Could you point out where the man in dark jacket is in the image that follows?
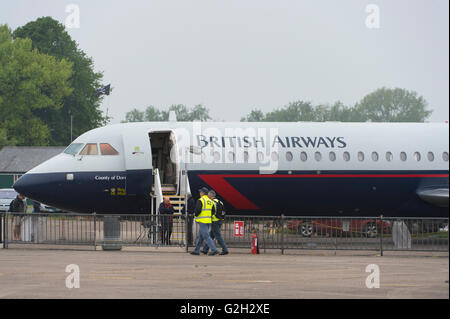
[159,197,175,245]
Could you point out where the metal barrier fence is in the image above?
[0,213,449,254]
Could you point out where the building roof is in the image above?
[0,146,66,173]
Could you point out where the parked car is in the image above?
[287,218,392,238]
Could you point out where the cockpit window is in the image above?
[64,143,83,155]
[100,143,119,155]
[80,143,98,155]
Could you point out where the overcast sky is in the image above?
[0,0,449,123]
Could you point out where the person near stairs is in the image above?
[181,193,195,245]
[159,197,175,245]
[202,190,229,255]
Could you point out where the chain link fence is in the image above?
[0,213,449,253]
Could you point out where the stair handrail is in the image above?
[154,168,163,214]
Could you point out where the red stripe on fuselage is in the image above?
[198,173,449,210]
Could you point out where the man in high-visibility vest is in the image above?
[202,190,228,255]
[191,187,219,256]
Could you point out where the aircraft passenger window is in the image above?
[80,143,98,155]
[358,152,364,162]
[386,152,394,162]
[414,152,420,162]
[372,152,378,162]
[64,143,83,155]
[314,152,322,162]
[214,152,220,163]
[270,152,278,162]
[286,152,294,162]
[100,143,119,155]
[300,152,308,162]
[256,152,264,163]
[244,151,249,163]
[329,152,336,162]
[400,152,408,162]
[344,152,350,162]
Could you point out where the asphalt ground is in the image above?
[0,247,449,299]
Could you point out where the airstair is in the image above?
[151,168,189,244]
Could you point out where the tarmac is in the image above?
[0,247,449,299]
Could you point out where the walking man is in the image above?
[202,190,228,255]
[191,187,219,256]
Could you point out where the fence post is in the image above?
[0,213,6,246]
[380,215,384,256]
[281,214,284,255]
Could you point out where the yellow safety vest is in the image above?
[212,198,223,222]
[195,195,214,224]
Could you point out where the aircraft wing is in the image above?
[417,188,448,207]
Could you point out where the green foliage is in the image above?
[241,88,432,122]
[122,104,211,123]
[13,17,108,145]
[355,87,432,122]
[0,25,72,145]
[241,101,356,122]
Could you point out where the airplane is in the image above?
[13,118,449,217]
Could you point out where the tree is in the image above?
[122,109,144,123]
[0,25,72,145]
[355,87,432,122]
[13,17,107,145]
[122,104,211,123]
[241,109,265,122]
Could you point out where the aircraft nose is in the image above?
[13,174,49,202]
[13,174,36,198]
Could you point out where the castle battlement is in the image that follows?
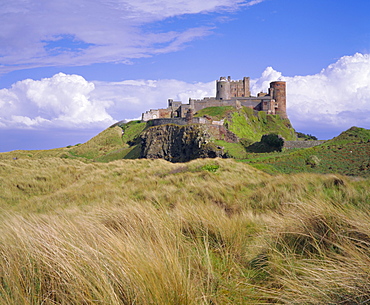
[142,76,287,121]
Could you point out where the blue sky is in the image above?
[0,0,370,151]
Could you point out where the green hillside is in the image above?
[251,127,370,177]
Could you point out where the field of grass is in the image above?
[0,156,370,305]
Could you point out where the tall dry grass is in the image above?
[0,158,370,304]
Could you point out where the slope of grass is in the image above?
[247,127,370,177]
[0,158,370,304]
[225,107,296,142]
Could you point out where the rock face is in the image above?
[140,124,224,162]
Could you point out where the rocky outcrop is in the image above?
[140,124,224,162]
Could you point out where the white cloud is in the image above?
[247,53,370,135]
[0,0,261,72]
[0,73,114,128]
[92,79,215,120]
[0,54,370,138]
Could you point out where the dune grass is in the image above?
[0,158,370,304]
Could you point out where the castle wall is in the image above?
[270,81,288,119]
[142,77,287,121]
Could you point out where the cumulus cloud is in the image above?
[0,54,370,138]
[92,79,215,120]
[252,53,370,137]
[0,73,114,128]
[0,0,261,72]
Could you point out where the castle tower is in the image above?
[270,81,288,119]
[243,77,251,97]
[216,77,230,100]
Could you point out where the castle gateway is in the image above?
[142,76,287,121]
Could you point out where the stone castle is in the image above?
[142,76,287,121]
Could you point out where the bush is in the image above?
[261,133,284,151]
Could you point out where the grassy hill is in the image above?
[0,156,370,305]
[0,107,295,162]
[246,127,370,177]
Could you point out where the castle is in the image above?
[142,76,287,121]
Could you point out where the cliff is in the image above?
[140,124,224,162]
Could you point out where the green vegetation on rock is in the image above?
[247,127,370,177]
[225,107,296,142]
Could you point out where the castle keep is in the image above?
[142,76,287,121]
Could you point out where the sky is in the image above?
[0,0,370,152]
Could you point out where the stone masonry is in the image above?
[142,76,287,123]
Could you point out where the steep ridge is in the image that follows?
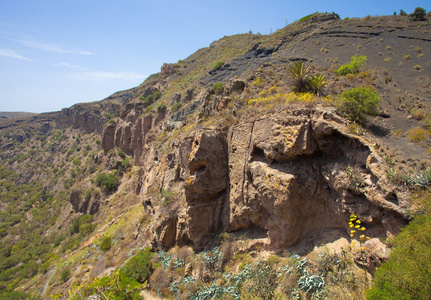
[0,14,431,297]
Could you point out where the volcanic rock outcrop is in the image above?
[102,100,406,249]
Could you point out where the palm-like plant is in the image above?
[287,60,310,92]
[308,75,328,96]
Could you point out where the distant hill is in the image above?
[0,9,431,299]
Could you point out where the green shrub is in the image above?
[94,173,120,192]
[145,105,154,113]
[335,55,367,76]
[409,7,426,21]
[100,236,112,252]
[121,157,133,170]
[70,215,94,235]
[123,247,154,283]
[212,81,223,95]
[308,75,328,96]
[153,91,162,100]
[367,192,431,300]
[171,102,183,113]
[117,148,126,159]
[0,291,30,300]
[144,95,154,105]
[60,268,70,282]
[335,87,382,122]
[213,61,224,70]
[287,60,310,92]
[157,103,166,113]
[299,13,314,22]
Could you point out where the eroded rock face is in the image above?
[107,103,405,249]
[219,111,405,248]
[55,104,107,133]
[184,131,228,248]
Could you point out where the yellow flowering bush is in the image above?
[349,214,370,252]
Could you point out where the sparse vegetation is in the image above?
[100,236,112,252]
[335,55,367,76]
[335,87,382,122]
[212,81,223,95]
[409,7,426,21]
[213,61,224,71]
[367,191,431,300]
[171,102,183,113]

┄┄┄┄┄┄

■ **The exercise**
Copy out the listing above line for line, without changing anything. Leave the pictures out of your copy.

■ **Exercise output**
Could you point out where the man in dark jacket is in the image that follows?
[159,197,175,245]
Could you point out where the metal barrier fence is in the image above?
[0,213,449,254]
Could you point out where the building roof is in the image above?
[0,146,66,173]
Could you point out where the parked car is in the image above?
[287,218,392,238]
Could you point out where the cockpit window is in the image above?
[64,143,83,155]
[100,143,119,155]
[80,143,98,155]
Could you point out where the overcast sky is in the image above?
[0,0,449,123]
Could you point out where the person near stairs is in the image above?
[181,193,195,245]
[159,197,175,245]
[202,190,229,255]
Could you point out where the chain link fence is in the image above?
[0,213,449,253]
Could you point out where the stair handrail is in the image above?
[154,168,163,214]
Could you point out where the red stripe on fuselage is in the image above?
[198,173,449,210]
Could you point out where the man in high-visibility vest is in the image above?
[202,190,228,255]
[191,187,219,256]
Could you point out where the aircraft passenger window is in the image above?
[80,143,98,155]
[358,152,364,162]
[386,152,394,162]
[414,152,420,162]
[372,152,378,162]
[64,143,83,155]
[314,152,322,162]
[214,152,220,163]
[270,152,278,162]
[286,152,294,162]
[100,143,119,155]
[300,152,308,162]
[256,152,264,163]
[244,151,249,163]
[329,152,336,162]
[400,152,408,162]
[344,152,350,162]
Could you point out where the asphalt ground is in the image above?
[0,247,449,299]
Could you point out where the airstair is in the image above?
[151,168,189,244]
Could you point out where the tarmac is in the image above?
[0,247,449,299]
Could you point out where the walking man is in the image above?
[202,190,228,255]
[191,187,219,256]
Could you point out where the fence post is in the image above?
[0,213,6,246]
[380,215,384,256]
[281,214,284,255]
Could you point out where the yellow safety vest is in the image above?
[212,198,223,222]
[195,195,214,224]
Could you point out where the aircraft wing is in the image above?
[417,188,448,207]
Could you point out where the green foliage is in the image above?
[241,88,432,122]
[122,104,211,123]
[13,17,108,145]
[355,87,432,122]
[0,25,72,145]
[241,101,356,122]
Could you point out where the airplane is in the image above?
[13,118,449,217]
Could you point out where the tree is in the image above?
[122,109,144,123]
[0,25,72,145]
[355,87,432,122]
[13,17,107,145]
[122,104,211,123]
[241,109,265,122]
Could you point out where the aircraft nose is in the image above?
[13,174,49,202]
[13,174,36,198]
Could you point out where the castle battlement is in the image that follows?
[142,76,287,121]
Could you point out where the blue sky is in the image above?
[0,0,370,151]
Could you point out where the green hillside is in the image above?
[251,127,370,177]
Could you point out where the field of grass is in the image above?
[0,156,370,305]
Could you point out where the tall dry grass is in the image above?
[0,158,370,304]
Could you point out where the slope of grass is in the image above?
[247,127,370,177]
[0,158,370,304]
[225,107,296,142]
Could you point out where the rock face is in the image above?
[140,124,224,162]
Could you point out where the rocky outcrop is in the image above?
[140,124,224,162]
Could you point out where the white cloud is in the image above?
[247,53,370,135]
[0,0,261,72]
[0,73,114,128]
[92,79,215,120]
[0,54,370,138]
Could you point out where the dune grass is in the image above?
[0,158,370,304]
Could you point out where the castle wall is in the image above?
[270,81,288,119]
[142,77,287,121]
Could you point out where the cumulus cloud is in the image above?
[0,54,370,138]
[92,79,215,120]
[252,53,370,137]
[0,73,114,128]
[0,0,261,72]
Could you point out where the castle tower is in the image above?
[270,81,288,119]
[243,77,251,97]
[216,77,230,100]
Could you point out where the castle gateway is in the image above?
[142,76,287,121]
Could you point out where the stone castle is in the image above?
[142,76,287,121]
Could you point out where the bush is in the image above?
[261,133,284,151]
Could you point out where the grassy hill is in the image above?
[0,156,370,305]
[0,107,295,162]
[246,127,370,177]
Could you point out where the castle is in the image above?
[142,76,287,121]
Could you point out where the cliff is in the image above?
[140,124,224,162]
Could you point out where the green vegetation on rock is in the image above?
[247,127,370,177]
[225,107,296,142]
Could you point out where the castle keep is in the image above?
[142,76,287,121]
Could you point out where the sky is in the image above?
[0,0,370,152]
Could you point out where the stone masonry is in the image above?
[142,76,287,123]
Could you point out where the steep ridge is in the image that follows?
[0,14,431,297]
Could you point out where the volcanic rock outcrop is in the image above?
[102,100,406,249]
Could you point out where the palm-like plant is in the image above?
[287,60,310,92]
[308,75,328,96]
Could you point out where the distant hill is in the image above?
[0,9,431,299]
Could you point out where the green shrub is in the image above?
[94,173,120,192]
[145,105,154,113]
[335,55,367,76]
[409,7,426,21]
[100,236,112,252]
[121,157,133,170]
[70,215,94,235]
[123,247,154,283]
[212,81,223,95]
[308,75,328,96]
[153,91,162,100]
[367,192,431,300]
[171,102,183,113]
[117,148,126,159]
[0,291,30,300]
[144,95,154,105]
[60,268,70,282]
[335,87,382,122]
[213,61,224,70]
[287,60,310,92]
[157,103,166,113]
[299,13,314,22]
Could you point out where the eroded rock face is in the image above?
[107,103,405,249]
[219,111,405,248]
[55,104,107,133]
[184,131,228,248]
Could you point out where the yellow flowering bush is in the image above?
[349,214,370,252]
Could you point out where the sparse vegetation is in the image above?
[100,236,112,252]
[335,55,367,76]
[335,87,382,122]
[212,81,223,95]
[409,7,426,21]
[213,61,224,71]
[367,191,431,300]
[171,102,183,113]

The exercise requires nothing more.